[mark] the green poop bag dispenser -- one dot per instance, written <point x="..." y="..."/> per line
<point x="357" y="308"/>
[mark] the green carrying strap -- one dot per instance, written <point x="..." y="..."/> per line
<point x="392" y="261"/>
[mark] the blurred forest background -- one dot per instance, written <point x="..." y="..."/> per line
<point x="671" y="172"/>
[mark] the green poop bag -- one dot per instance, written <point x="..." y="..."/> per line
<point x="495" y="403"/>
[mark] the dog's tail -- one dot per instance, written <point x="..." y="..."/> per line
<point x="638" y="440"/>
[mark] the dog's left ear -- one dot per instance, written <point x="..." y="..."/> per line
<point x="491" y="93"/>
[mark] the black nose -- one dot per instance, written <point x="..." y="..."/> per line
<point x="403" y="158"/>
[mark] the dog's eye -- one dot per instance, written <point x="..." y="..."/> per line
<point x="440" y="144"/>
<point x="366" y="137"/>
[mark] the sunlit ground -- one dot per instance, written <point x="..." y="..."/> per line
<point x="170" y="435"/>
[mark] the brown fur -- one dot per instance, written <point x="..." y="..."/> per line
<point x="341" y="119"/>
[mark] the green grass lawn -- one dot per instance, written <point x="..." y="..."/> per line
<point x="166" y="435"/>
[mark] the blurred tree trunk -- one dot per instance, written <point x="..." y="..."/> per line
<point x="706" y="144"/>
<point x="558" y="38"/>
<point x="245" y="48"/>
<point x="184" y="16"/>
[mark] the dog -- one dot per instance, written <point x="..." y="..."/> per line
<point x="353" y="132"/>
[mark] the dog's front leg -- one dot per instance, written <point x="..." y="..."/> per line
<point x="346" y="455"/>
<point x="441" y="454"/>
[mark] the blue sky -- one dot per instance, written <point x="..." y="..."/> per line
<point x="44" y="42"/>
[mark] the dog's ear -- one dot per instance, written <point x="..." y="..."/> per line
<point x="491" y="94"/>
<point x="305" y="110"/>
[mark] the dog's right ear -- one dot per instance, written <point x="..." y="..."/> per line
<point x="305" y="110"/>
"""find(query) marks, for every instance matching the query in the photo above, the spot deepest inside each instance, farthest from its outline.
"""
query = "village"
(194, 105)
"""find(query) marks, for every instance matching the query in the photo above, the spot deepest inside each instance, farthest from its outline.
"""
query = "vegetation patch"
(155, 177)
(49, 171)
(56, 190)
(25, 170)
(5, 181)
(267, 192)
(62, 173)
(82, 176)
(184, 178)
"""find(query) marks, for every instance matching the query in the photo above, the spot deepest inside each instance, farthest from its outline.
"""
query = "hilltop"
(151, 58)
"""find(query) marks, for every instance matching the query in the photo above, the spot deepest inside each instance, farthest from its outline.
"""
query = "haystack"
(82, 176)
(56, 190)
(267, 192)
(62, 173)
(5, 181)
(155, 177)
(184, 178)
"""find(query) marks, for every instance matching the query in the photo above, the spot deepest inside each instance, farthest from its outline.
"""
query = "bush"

::::

EXERCISE OBJECTIVE:
All of the entries above should be transcribed exactly, line for line.

FINAL ANSWER:
[mark] the green poop bag dispenser -- one dot per instance, written <point x="..." y="..."/> per line
<point x="357" y="308"/>
[mark] the green carrying strap -- one dot per instance, written <point x="..." y="..."/> per line
<point x="392" y="261"/>
[mark] the blurred forest background -- one dot per instance, written <point x="..." y="..."/> per line
<point x="671" y="172"/>
[mark] the green poop bag -- one dot per instance, written <point x="..." y="..."/> per line
<point x="495" y="403"/>
[mark] the dog's tail -- one dot per instance, written <point x="..." y="..."/> per line
<point x="638" y="440"/>
[mark] the dog's left ear -- one dot per instance, written <point x="..." y="..."/> per line
<point x="491" y="93"/>
[mark] the black nose -- one dot per instance, written <point x="..." y="..."/> per line
<point x="403" y="158"/>
[mark] the dog's eye -- one dot per instance, written <point x="..." y="..."/> per line
<point x="440" y="144"/>
<point x="366" y="137"/>
[mark] the sunlit ground -- one dot per instance, written <point x="..." y="..."/> per line
<point x="170" y="435"/>
[mark] the brown fur -- one dot per instance, written <point x="..." y="..."/> per line
<point x="341" y="119"/>
[mark] the green grass lawn -- one dot per instance, written <point x="..." y="..."/> per line
<point x="166" y="435"/>
[mark] the blurred tree trunk -- one dot per instance, written <point x="..." y="..."/> per line
<point x="706" y="144"/>
<point x="558" y="38"/>
<point x="245" y="48"/>
<point x="184" y="16"/>
[mark] the dog -- one dot per instance, written <point x="..." y="..."/> per line
<point x="353" y="132"/>
[mark] the dog's front leg -- one dot per instance, written <point x="..." y="..."/> per line
<point x="346" y="455"/>
<point x="441" y="454"/>
[mark] the blue sky -- one dot per instance, written <point x="..." y="..."/> per line
<point x="44" y="42"/>
[mark] the dog's ear -- one dot per instance, written <point x="..." y="..."/> per line
<point x="491" y="94"/>
<point x="305" y="110"/>
[mark] the dog's right ear -- one dot per instance, written <point x="..." y="..."/> per line
<point x="305" y="110"/>
"""find(query) marks, for every instance matching the query in the photo above, the spot deepest inside each instance, farthest from its outline.
"""
query = "village"
(194, 105)
"""find(query) marks, for every instance matching the query in the photo above, the spot deepest inside each instance, farthest from its outline.
"""
query = "vegetation patch"
(155, 177)
(49, 171)
(56, 190)
(25, 170)
(5, 181)
(267, 192)
(62, 173)
(82, 176)
(184, 178)
"""find(query) marks, for every instance matching the query in the photo above, the spot deepest inside each instance, farthest from its outline.
"""
query = "hilltop"
(151, 58)
"""find(query) marks, for every instance matching the query in the photo above, the spot deepest inside each instance, farthest from its outline.
"""
query = "haystack"
(82, 176)
(56, 190)
(267, 192)
(62, 173)
(5, 181)
(155, 177)
(184, 178)
"""find(query) marks, for every instance matching the query in the photo above, the spot deepest inside each instance, farthest from its outline.
"""
query = "bush"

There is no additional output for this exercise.